## Consigne A
Recopiez l'extrait sur l'association Independent Jewish Voices de "Devant cette situation, un" à "fortiori un parti)", en substituant "collectif" à "réseau".
## Consigne B
Reprenez le fil de l'extrait sur l'association Independent Jewish Voices et poursuivez-le après sa dernière phrase.

Mais d’autres éprouvaient, en gros, un sentiment aux antipodes
de celui-ci.
Secundo, il n’entre absolument pas dans les
prérogatives du Conseil de prendre une position partisane sur le
Moyen-Orient. Laissons des associations telles les Fédérations
sionistes, ou à la rigueur l’ambassade d’Israël organiser
des rassemblements de solidarité. Le rôle du Conseil, c’est de
veiller au bien-être des juifs britanniques dans tous les
domaines, et en aucun cas de défendre Israël. De même, le grand
rabbin est fondé, à titre privé et hors fonctions, d’apporter
un éclairage religieux à des questions politiques, mais son rôle
n’est pas d’agir en tant que porte-parole politique de ses
ouailles.
Devant cette situation, un groupe de juifs
britanniques s’est réuni, pour lancer l’association
Independent Jewish Voices [Voix juives indépendantes] (IJV) [Independent
Jewish Voices ]. Nous provenons de touts sortes de milieux, et
nous avons des modes de vie très variés. Certains d’entre nous
sont traditionnalistes, d’autres ne le sont pas. Un certain
nombre ressentent un fort attachement à Israël, en tant que
juifs, d’autres n’en ressentent aucun. Nous ne partageons pas
tous la même vision au sujet du Moyen-Orient. Nous sommes un réseau
d’individualités, et pas un mouvement (ni a fortiori un parti)
politique.
Mais certains engagements fondamentaux nous
unissent. Ils sont énoncés dans notre déclaration
d’intentions, publiée aujourd’hui sur le site ouèbe des
tribunes libres du quotidien The Guardian [Comment is Free], ainsi
que dans des encarts payants dans la revue Jewish Chronicle et
dans le quotidien The Times. Parmi ceux-ci : la primauté des
droits de l’home ; la priorité égale donnée aux
Palestiniens et aux Israéliens dans leur quête d’un avenir
pacifique et sûr ; et enfin le rejet de toute forme de
racisme visant les juifs, les Arabes, les musulmans ou qui que ce
soit.

## Données présentées
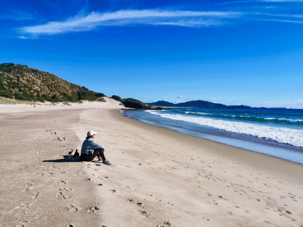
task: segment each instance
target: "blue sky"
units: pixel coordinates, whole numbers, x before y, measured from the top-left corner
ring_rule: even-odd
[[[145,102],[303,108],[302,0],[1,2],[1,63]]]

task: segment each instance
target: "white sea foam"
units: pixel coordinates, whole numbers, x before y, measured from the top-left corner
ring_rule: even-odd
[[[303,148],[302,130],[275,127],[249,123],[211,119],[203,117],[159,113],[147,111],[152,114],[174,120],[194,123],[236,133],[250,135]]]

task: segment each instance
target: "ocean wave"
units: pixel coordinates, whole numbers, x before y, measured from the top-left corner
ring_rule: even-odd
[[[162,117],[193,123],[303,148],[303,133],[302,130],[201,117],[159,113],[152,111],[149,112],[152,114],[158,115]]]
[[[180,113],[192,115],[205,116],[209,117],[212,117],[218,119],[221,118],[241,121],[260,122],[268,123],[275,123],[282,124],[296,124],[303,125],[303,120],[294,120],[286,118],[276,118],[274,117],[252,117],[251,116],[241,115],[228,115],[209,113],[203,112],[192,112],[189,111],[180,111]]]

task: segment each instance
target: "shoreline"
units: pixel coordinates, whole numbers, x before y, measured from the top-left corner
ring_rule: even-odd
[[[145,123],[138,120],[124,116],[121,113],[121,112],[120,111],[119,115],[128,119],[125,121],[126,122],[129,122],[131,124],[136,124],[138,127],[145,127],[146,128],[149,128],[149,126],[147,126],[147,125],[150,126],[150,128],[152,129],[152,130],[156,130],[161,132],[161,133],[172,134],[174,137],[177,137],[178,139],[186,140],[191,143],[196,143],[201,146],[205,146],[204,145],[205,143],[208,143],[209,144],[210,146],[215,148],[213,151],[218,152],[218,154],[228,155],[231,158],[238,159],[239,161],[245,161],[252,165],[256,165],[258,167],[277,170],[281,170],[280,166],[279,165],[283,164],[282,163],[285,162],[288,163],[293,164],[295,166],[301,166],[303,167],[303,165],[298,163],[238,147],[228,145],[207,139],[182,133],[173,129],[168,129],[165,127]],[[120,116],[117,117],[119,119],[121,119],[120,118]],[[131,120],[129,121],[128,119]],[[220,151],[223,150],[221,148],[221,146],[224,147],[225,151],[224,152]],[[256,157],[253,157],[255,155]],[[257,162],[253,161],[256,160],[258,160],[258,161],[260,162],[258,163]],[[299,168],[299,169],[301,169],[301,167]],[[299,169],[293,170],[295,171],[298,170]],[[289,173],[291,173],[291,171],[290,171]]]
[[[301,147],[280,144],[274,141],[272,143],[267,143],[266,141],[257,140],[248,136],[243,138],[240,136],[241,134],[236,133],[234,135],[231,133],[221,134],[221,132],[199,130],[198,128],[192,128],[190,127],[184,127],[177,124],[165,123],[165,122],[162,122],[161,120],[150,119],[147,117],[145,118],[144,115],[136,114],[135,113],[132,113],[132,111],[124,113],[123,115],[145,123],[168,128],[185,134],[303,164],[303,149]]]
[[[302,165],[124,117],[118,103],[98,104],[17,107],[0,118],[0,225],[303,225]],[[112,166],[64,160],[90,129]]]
==
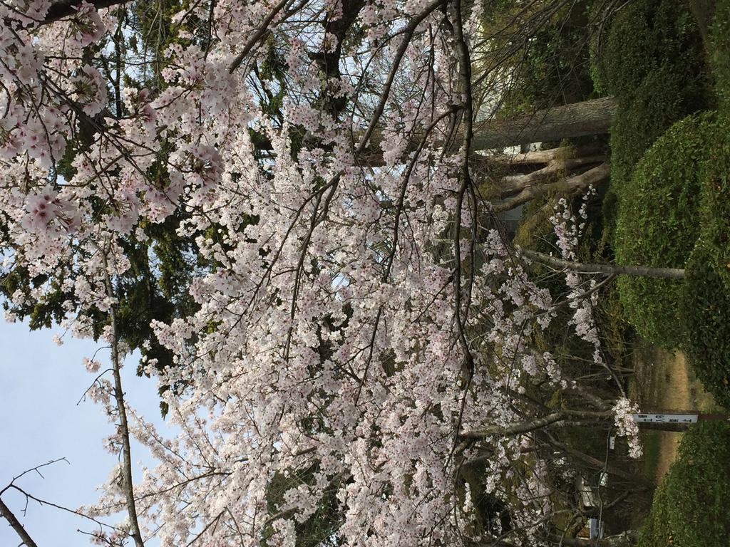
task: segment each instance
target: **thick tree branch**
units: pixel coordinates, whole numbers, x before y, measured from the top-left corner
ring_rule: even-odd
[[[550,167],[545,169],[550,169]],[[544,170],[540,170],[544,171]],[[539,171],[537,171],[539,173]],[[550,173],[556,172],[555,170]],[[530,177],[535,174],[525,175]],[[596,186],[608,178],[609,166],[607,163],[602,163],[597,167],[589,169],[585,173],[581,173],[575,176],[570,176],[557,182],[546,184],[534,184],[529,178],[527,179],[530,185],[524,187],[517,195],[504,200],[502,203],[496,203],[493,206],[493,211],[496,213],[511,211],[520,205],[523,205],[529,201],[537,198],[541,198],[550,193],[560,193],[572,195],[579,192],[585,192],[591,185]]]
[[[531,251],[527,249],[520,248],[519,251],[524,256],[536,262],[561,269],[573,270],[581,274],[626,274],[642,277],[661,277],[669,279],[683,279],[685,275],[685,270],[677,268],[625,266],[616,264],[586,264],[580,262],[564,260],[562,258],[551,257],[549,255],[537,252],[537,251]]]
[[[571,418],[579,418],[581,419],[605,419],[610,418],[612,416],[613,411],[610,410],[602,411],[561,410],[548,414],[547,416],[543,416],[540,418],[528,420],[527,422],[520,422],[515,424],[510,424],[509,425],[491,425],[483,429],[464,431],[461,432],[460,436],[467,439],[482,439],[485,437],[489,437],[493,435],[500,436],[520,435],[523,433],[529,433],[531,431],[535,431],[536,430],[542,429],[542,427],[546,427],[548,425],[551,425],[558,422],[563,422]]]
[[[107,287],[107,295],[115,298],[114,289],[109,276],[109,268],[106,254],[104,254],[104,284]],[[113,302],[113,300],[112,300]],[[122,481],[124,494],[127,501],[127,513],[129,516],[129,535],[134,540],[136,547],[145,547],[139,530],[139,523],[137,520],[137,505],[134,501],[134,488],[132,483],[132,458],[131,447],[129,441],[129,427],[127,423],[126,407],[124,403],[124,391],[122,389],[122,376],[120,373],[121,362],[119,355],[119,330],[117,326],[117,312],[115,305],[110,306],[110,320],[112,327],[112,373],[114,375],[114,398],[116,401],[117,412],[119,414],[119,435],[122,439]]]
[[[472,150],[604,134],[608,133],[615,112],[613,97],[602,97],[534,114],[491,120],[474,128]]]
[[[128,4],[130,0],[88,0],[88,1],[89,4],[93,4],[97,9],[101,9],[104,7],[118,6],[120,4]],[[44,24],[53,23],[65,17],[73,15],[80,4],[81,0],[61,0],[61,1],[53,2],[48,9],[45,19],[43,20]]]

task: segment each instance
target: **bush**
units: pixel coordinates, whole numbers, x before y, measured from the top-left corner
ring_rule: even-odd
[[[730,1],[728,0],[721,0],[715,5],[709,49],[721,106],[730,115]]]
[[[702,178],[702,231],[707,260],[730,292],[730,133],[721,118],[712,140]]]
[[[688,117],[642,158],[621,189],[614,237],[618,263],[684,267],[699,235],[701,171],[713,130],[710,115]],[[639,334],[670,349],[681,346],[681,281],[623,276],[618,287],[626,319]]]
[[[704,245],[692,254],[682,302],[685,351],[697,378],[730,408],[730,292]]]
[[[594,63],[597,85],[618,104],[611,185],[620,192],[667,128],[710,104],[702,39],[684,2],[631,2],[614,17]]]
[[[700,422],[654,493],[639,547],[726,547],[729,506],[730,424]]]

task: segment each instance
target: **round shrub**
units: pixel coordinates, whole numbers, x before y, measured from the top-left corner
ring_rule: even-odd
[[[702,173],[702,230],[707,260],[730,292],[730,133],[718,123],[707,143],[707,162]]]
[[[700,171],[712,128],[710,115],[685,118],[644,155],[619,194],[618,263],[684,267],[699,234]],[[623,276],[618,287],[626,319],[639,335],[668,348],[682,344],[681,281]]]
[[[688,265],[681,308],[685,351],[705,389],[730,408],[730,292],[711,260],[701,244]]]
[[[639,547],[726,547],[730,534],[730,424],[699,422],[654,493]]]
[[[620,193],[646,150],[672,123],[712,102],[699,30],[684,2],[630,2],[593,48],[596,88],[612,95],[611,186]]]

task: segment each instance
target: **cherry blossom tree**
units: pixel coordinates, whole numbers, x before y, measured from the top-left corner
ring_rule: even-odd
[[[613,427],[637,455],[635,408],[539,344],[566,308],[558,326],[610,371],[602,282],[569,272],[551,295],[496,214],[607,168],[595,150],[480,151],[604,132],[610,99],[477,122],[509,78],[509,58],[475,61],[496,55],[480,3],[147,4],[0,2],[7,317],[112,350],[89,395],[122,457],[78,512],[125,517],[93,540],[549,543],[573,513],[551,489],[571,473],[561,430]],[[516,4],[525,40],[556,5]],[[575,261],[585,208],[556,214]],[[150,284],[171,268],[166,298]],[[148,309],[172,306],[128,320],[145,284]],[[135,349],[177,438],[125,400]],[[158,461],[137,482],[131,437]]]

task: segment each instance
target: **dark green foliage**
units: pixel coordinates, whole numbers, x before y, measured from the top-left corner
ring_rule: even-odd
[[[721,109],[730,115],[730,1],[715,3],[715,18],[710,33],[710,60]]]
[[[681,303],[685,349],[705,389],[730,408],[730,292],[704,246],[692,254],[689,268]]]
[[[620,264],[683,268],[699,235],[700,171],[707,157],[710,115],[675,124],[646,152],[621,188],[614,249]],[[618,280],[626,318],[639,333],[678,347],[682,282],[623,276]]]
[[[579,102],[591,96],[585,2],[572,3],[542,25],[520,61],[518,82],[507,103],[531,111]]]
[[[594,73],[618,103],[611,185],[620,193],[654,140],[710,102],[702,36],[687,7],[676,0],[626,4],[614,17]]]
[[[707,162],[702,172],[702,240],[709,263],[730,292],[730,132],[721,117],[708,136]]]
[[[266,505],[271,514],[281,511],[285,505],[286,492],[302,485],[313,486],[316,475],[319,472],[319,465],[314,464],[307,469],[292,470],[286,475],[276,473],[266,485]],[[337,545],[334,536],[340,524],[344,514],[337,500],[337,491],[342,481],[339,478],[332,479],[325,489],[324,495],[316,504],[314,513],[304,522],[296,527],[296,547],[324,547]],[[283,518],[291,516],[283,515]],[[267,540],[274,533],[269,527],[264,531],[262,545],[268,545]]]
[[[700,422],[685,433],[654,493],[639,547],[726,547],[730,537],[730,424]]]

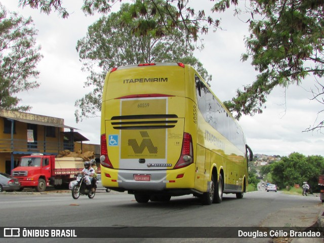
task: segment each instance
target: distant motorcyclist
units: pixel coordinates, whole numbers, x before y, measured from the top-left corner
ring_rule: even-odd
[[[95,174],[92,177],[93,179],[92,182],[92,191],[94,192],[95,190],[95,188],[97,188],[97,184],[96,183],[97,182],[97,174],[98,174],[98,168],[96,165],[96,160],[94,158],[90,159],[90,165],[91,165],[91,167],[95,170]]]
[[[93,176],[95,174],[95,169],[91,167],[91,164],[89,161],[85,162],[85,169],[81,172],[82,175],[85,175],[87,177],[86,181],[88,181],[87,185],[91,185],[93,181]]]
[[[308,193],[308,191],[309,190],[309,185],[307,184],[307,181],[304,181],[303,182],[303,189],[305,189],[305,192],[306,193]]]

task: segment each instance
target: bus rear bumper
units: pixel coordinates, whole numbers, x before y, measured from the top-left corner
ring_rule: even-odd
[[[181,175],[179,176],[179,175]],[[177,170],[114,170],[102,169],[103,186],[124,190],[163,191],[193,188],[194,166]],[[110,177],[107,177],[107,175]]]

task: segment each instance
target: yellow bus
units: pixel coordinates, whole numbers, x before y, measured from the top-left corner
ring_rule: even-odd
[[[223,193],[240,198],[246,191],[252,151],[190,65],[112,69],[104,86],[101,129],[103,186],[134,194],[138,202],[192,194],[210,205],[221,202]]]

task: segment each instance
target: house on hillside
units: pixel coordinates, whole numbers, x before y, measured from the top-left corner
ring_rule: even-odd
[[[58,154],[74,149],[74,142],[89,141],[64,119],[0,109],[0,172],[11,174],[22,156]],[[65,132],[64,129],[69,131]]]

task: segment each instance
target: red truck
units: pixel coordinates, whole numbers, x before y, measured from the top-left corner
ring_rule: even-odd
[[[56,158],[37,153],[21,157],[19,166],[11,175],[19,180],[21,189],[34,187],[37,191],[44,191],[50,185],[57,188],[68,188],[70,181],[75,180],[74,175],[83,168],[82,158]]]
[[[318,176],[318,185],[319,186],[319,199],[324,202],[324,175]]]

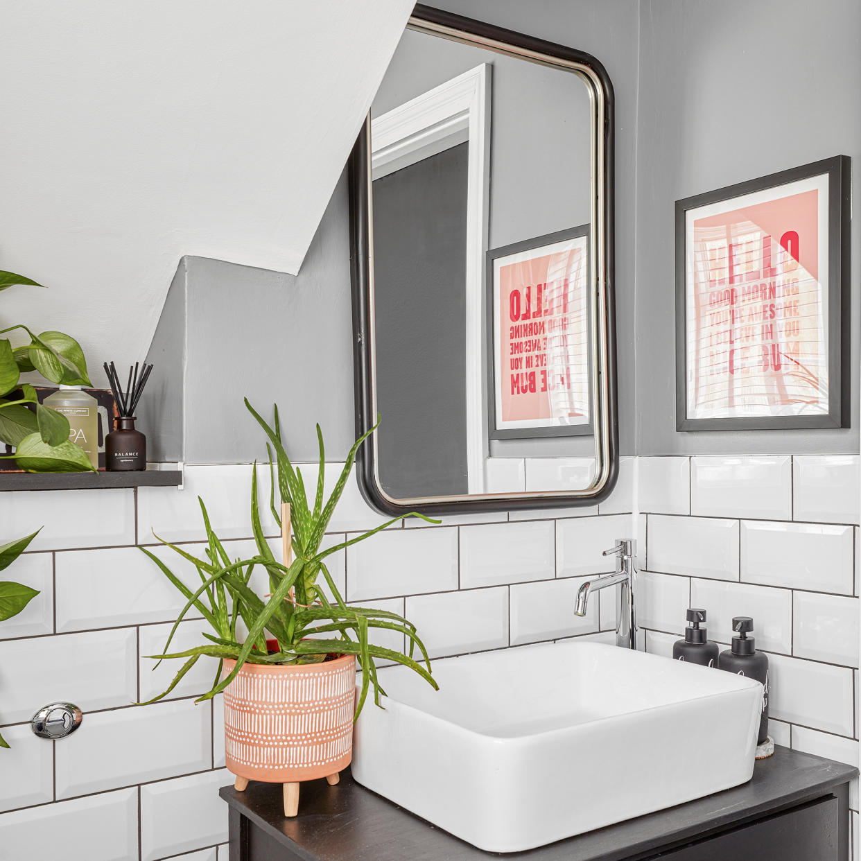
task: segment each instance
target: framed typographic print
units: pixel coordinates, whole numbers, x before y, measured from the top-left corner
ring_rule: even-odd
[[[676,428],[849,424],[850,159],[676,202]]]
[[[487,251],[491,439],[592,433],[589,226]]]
* * *
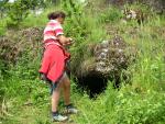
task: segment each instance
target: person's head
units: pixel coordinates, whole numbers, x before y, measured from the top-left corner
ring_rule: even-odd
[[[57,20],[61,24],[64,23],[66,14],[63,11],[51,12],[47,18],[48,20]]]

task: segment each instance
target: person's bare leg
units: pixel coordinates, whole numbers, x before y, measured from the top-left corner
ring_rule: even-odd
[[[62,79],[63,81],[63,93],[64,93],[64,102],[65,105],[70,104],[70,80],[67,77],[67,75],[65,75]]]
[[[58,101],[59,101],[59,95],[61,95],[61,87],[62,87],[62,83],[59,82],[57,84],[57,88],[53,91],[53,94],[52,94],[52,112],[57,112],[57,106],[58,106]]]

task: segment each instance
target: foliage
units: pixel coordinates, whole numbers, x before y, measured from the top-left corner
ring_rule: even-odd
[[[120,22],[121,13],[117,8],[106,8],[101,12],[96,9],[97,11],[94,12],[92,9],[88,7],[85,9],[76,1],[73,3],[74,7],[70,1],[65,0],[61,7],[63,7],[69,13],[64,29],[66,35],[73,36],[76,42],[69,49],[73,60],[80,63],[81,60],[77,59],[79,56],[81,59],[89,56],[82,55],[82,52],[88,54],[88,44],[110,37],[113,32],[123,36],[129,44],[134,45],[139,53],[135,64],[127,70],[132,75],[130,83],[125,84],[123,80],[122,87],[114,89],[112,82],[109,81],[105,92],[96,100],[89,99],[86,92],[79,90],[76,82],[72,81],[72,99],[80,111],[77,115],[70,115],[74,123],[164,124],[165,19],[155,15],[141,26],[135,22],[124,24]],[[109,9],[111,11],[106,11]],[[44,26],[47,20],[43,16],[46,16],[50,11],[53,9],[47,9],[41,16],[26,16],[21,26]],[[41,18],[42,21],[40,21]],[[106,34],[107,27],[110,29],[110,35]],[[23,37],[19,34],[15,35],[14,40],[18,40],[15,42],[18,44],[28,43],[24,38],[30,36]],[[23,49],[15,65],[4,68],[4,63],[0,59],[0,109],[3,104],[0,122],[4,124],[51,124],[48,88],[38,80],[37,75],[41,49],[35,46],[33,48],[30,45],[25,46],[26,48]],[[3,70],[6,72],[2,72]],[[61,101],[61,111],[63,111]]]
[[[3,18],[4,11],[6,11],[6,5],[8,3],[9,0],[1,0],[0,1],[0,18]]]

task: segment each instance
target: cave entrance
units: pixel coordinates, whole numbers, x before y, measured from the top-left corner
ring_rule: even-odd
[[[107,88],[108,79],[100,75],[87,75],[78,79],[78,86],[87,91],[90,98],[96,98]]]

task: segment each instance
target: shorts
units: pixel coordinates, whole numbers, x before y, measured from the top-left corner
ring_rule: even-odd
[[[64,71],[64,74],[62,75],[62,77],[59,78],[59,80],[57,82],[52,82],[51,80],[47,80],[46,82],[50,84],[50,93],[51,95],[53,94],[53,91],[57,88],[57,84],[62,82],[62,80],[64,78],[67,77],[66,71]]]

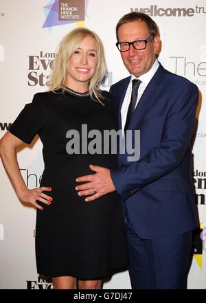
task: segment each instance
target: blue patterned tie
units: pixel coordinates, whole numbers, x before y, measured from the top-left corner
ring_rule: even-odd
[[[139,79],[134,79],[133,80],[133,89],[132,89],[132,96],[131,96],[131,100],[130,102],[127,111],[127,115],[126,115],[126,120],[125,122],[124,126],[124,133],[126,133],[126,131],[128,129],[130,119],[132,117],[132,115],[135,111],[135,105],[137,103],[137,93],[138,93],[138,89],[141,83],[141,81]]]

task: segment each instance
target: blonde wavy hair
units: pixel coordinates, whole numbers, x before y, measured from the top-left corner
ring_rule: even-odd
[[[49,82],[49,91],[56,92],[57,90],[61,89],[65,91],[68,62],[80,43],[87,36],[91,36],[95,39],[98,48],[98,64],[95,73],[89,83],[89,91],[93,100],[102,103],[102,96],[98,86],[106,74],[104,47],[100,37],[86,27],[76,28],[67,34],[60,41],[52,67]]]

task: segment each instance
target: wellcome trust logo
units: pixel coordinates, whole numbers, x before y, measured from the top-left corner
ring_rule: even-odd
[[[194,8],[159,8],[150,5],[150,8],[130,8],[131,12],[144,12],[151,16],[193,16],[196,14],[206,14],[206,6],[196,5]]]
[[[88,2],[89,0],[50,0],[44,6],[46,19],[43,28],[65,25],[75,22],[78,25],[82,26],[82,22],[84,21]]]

## Bonne réponse A
Devant cette situation, un groupe de juifs
britanniques s’est réuni, pour lancer l’association
Independent Jewish Voices [Voix juives indépendantes] (IJV) [Independent
Jewish Voices ]. Nous provenons de touts sortes de milieux, et
nous avons des modes de vie très variés. Certains d’entre nous
sont traditionnalistes, d’autres ne le sont pas. Un certain
nombre ressentent un fort attachement à Israël, en tant que
juifs, d’autres n’en ressentent aucun. Nous ne partageons pas
tous la même vision au sujet du Moyen-Orient. Nous sommes un collectif
d’individualités, et pas un mouvement (ni a fortiori un parti)

## Bonne réponse B
Nous sommes convaincus que, seuls, ces engagements – et non des
loyautés d’ethnie ou de groupe – définissent les limites
d’un débat légitime. Nous invitons les juifs de
Grande-Bretagne qui partagent notre vision des choses à ajouter
leur nom à la liste des signataires de notre association (IJV).
Des juifs vivant à l’étranger, confrontés
à ce même climat (oppressant), sont en train de prendre des
mesures analogues afin de se faire entendre. Ainsi, l’Alliance
des juifs canadiens non-indifférents [Alliance of Concerned
Jewish Canadians] a été créée afin de promouvoir « une
expression publique juive alternative » sur la politique
israélienne. En juillet dernier, une association des « juifs
sud-africains préoccupés » a lancé un appel à « tous
ceux qui partage notre engagement vis-à-vis de la commune humanité »
afin qu’ils exhortent Israël à arrêter ses bombardements au
Liban. Ces dernières années, des associations juives dénonçant
les violations, par Israël, des droits de l’homme ont proliféré,
notablement aux Etats-Unis, mais tout particulièrement en Israël
même.
Nous ne nous posons pas en alternative au
Conseil Représentatif ni à un quelconque autre corps constitué.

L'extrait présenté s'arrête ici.